*** Opening EXERCISE DATA ***

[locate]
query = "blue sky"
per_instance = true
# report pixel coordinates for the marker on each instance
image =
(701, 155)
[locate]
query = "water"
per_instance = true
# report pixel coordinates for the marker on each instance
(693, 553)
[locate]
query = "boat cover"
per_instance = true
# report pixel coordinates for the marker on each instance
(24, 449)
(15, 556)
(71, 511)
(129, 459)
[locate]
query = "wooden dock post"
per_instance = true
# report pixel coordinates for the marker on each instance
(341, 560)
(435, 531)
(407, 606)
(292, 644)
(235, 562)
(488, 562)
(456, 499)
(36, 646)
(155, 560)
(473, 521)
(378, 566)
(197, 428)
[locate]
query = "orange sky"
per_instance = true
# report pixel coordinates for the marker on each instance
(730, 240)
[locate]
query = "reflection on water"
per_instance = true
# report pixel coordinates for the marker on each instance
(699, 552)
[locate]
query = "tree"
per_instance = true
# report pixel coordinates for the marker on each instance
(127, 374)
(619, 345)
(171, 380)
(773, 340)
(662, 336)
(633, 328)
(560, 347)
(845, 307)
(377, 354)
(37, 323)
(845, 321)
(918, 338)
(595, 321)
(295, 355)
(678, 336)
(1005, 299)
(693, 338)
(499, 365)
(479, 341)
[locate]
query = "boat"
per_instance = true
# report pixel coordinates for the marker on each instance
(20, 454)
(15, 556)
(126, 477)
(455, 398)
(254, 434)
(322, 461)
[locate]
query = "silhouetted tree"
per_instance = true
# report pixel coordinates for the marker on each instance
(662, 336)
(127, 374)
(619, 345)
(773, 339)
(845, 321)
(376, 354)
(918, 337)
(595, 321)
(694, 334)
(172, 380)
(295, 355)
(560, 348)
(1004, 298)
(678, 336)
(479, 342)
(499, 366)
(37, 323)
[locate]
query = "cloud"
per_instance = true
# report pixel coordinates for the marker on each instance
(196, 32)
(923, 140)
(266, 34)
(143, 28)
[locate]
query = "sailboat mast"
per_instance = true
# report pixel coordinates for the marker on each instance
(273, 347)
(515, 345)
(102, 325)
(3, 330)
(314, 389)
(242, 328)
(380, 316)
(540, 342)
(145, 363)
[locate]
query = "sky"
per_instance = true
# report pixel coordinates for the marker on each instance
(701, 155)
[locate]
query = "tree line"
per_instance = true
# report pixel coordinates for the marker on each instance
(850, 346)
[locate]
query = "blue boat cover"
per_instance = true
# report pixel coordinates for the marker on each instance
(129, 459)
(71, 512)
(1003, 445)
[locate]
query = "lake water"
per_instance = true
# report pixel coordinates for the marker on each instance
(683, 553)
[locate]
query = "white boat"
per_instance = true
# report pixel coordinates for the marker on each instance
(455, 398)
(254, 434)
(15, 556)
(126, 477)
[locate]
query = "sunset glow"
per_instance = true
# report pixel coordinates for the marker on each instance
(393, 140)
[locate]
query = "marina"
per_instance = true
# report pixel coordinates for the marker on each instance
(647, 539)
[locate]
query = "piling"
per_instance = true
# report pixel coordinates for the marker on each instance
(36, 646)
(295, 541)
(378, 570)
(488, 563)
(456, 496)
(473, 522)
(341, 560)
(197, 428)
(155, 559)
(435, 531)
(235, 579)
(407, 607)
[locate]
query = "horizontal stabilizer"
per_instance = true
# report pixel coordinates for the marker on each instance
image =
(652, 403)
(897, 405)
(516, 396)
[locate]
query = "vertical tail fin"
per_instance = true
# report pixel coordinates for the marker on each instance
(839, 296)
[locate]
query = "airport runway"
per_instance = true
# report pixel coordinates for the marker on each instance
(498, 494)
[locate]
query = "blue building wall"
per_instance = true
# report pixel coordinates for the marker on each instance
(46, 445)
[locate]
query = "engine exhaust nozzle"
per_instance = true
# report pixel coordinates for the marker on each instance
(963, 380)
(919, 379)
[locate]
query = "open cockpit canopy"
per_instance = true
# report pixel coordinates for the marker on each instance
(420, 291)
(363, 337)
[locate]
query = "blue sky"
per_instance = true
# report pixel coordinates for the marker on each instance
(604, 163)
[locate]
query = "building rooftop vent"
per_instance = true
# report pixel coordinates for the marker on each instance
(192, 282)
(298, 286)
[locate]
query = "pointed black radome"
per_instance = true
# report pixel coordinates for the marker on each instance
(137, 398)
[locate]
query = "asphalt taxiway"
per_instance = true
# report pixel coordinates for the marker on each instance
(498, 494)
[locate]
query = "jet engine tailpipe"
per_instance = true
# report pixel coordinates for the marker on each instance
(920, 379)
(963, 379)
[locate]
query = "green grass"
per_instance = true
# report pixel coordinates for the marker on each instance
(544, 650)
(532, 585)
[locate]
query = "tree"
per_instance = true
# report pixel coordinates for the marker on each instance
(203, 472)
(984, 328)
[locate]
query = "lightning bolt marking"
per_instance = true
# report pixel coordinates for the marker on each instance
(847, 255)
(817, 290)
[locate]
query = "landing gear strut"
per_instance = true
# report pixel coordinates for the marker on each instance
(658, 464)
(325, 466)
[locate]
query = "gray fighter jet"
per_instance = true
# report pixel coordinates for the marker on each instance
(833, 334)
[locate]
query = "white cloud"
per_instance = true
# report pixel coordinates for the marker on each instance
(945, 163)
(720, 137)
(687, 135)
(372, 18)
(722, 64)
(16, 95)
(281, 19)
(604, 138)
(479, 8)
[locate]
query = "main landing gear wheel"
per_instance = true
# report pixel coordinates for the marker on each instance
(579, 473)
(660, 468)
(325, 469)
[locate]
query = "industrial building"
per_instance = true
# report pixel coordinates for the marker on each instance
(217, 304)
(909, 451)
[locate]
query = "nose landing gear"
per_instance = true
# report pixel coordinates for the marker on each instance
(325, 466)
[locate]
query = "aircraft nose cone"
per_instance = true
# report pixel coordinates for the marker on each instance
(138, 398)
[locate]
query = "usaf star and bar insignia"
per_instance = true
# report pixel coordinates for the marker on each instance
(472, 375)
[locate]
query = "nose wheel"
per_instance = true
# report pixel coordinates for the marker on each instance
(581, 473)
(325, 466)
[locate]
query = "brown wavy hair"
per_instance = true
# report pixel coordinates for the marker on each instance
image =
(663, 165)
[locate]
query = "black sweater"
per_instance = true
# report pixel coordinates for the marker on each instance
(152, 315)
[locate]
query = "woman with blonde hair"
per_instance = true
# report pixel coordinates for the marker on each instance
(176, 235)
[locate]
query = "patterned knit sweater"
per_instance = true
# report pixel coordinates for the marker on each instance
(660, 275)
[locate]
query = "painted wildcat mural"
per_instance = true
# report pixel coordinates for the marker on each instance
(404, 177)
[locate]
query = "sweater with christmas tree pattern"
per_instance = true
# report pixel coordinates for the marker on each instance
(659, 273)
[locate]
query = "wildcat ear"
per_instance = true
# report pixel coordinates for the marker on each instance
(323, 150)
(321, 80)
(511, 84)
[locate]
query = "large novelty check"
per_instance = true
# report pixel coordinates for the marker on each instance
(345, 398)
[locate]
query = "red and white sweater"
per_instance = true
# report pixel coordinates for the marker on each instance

*** Closing EXERCISE DATA ***

*ASSIGNMENT*:
The material is to be transcribed once more, exactly and completely.

*PROBLEM SOLUTION*:
[locate]
query = "blue sky"
per_instance = true
# report pixel coordinates for the marker on each instance
image =
(701, 155)
[locate]
query = "water"
per_instance = true
# report pixel coordinates for the marker on each instance
(693, 553)
[locate]
query = "boat cover"
per_instance = true
# report pixel coordinates for the marker on each instance
(24, 449)
(15, 556)
(71, 511)
(129, 459)
[locate]
query = "wooden dock post"
per_instance = true
# report pixel coordinates for the marker on each instance
(341, 560)
(435, 531)
(407, 606)
(292, 644)
(235, 562)
(488, 562)
(456, 499)
(36, 646)
(155, 560)
(473, 521)
(378, 566)
(197, 428)
[locate]
query = "orange sky"
per_instance = true
# report pixel coordinates for the marker on each instance
(730, 240)
[locate]
query = "reflection on water"
per_instance = true
# report pixel coordinates for the marker on each instance
(699, 552)
[locate]
query = "tree"
per_instance = true
# report pixel coordinates for the marker on each instance
(127, 374)
(619, 345)
(171, 380)
(773, 340)
(662, 336)
(633, 328)
(560, 347)
(845, 307)
(377, 354)
(37, 323)
(845, 321)
(918, 338)
(595, 321)
(295, 355)
(678, 336)
(1005, 299)
(693, 338)
(499, 365)
(479, 341)
[locate]
query = "boat"
per_instance = true
# report pixel coordinates for the marker on each instance
(20, 454)
(15, 556)
(126, 477)
(455, 398)
(254, 434)
(322, 461)
[locate]
query = "silhouetted tree"
per_instance = true
# report pixel coordinates for the marker on each instance
(662, 336)
(127, 374)
(619, 345)
(773, 339)
(845, 321)
(376, 354)
(918, 337)
(595, 321)
(694, 334)
(172, 380)
(295, 355)
(560, 348)
(1004, 298)
(678, 336)
(479, 342)
(499, 366)
(37, 323)
[locate]
query = "cloud"
per_instance = true
# report pixel coordinates for the marker on each instance
(196, 32)
(923, 140)
(266, 34)
(143, 28)
[locate]
query = "sailboat mast"
per_instance = true
# report pixel coordinates for the marker on each instance
(273, 347)
(515, 345)
(102, 325)
(3, 330)
(314, 389)
(242, 328)
(380, 316)
(540, 342)
(145, 363)
[locate]
query = "sky"
per_instance = true
# report pixel coordinates for the marker on each instance
(701, 155)
[locate]
query = "tree line"
per_instance = true
# report pixel coordinates for the marker on each instance
(850, 346)
[locate]
query = "blue boat cover"
per_instance = true
# report pixel coordinates for the marker on each instance
(129, 459)
(71, 512)
(1003, 445)
[locate]
query = "lake water"
per_instance = true
# report pixel coordinates for the marker on each instance
(683, 553)
[locate]
query = "white boat"
per_instance = true
# report pixel coordinates for the marker on each instance
(455, 398)
(254, 434)
(15, 556)
(126, 477)
[locate]
query = "sunset glow"
per_instance = true
# report pixel coordinates for the marker on each instance
(393, 140)
[locate]
query = "marina"
per_instance = true
# report pixel coordinates for the marker on each instance
(647, 539)
[locate]
query = "piling"
per_instance = true
# report pixel coordinates for the marker on each instance
(36, 646)
(295, 541)
(378, 570)
(488, 563)
(456, 496)
(473, 522)
(341, 560)
(197, 428)
(155, 559)
(435, 531)
(235, 579)
(407, 607)
[locate]
query = "horizontal stabilizer"
per_instance = true
# report pixel coordinates for the marker on each instance
image =
(652, 403)
(897, 405)
(516, 396)
[locate]
query = "vertical tail fin"
per_instance = true
# report pixel coordinates for the marker on each instance
(839, 296)
[locate]
query = "airport runway"
per_instance = true
# report pixel coordinates for the marker on each instance
(498, 494)
[locate]
query = "blue building wall"
per_instance = true
# report pixel coordinates for the marker on each instance
(46, 445)
[locate]
query = "engine exhaust nozzle"
per_instance = true
# report pixel coordinates for the marker on each instance
(963, 380)
(919, 379)
[locate]
query = "open cockpit canopy"
per_instance = true
# report pixel coordinates for the marker on each instance
(420, 291)
(363, 337)
[locate]
query = "blue sky"
per_instance = true
# report pixel coordinates for the marker on each instance
(604, 163)
[locate]
query = "building rooftop vent"
per_instance = true
# report pixel coordinates for the marker on each instance
(192, 282)
(298, 286)
[locate]
query = "pointed black radome"
per_instance = true
# report pixel coordinates for the marker on each instance
(137, 398)
[locate]
query = "asphalt taxiway"
per_instance = true
# report pixel coordinates for the marker on each instance
(498, 494)
[locate]
query = "jet engine tailpipe"
per_instance = true
# report pixel coordinates for the marker on each instance
(920, 379)
(963, 379)
[locate]
query = "green grass"
per_instance = true
# report pixel coordinates for the marker on each instance
(544, 650)
(532, 585)
[locate]
query = "tree"
per_instance = true
# report pixel coordinates for the marker on each instance
(203, 472)
(984, 328)
[locate]
query = "lightning bolt marking"
per_instance = true
# report pixel coordinates for the marker on each instance
(847, 255)
(817, 290)
[locate]
query = "landing gear strut"
per_instance = true
# report pixel coordinates for the marker on each instance
(658, 464)
(325, 466)
[locate]
query = "gray fighter jet"
per_instance = true
# report pixel coordinates for the marker on each instance
(833, 334)
[locate]
query = "white cloud"
per_instance = true
# report pixel coordinates for the marker on each instance
(945, 163)
(720, 137)
(687, 135)
(372, 18)
(722, 64)
(16, 95)
(281, 19)
(604, 138)
(479, 8)
[locate]
query = "main landing gear wheel"
per_instance = true
# report pixel coordinates for the marker on each instance
(579, 473)
(660, 468)
(325, 469)
[locate]
query = "industrial building"
per_instance = true
# report pixel coordinates for the marker on each instance
(217, 304)
(909, 451)
[locate]
query = "nose landing gear"
per_instance = true
# report pixel coordinates for the marker on each instance
(325, 466)
[locate]
query = "aircraft nose cone"
per_instance = true
# report pixel coordinates for the marker on each instance
(138, 398)
[locate]
query = "usaf star and bar insignia"
per_instance = true
# report pixel coordinates for the marker on each instance
(472, 375)
[locate]
query = "nose wheel"
per_instance = true
# report pixel coordinates for the marker on each instance
(581, 473)
(325, 466)
[locate]
query = "brown wavy hair"
per_instance = true
# report pixel coordinates for the marker on each instance
image =
(663, 165)
[locate]
query = "black sweater"
per_instance = true
# report pixel coordinates for the marker on each instance
(152, 315)
[locate]
query = "woman with blonde hair"
per_instance = true
# report pixel coordinates for the marker on each instance
(176, 235)
[locate]
query = "patterned knit sweater"
per_instance = true
# report pixel coordinates for the marker on each instance
(660, 275)
[locate]
query = "painted wildcat mural"
per_instance = true
# report pixel coordinates for the marker on each instance
(404, 177)
[locate]
query = "sweater with christmas tree pattern"
per_instance = true
# report pixel coordinates for the marker on each instance
(659, 273)
[locate]
query = "wildcat ear"
per_instance = true
# report pixel coordinates for the marker on each instance
(323, 150)
(321, 80)
(511, 84)
[locate]
query = "large novelty check"
per_instance = true
# report pixel coordinates for the marker on each instance
(345, 398)
[locate]
query = "red and white sweater"
per_instance = true
# report pixel coordinates for the marker on each instance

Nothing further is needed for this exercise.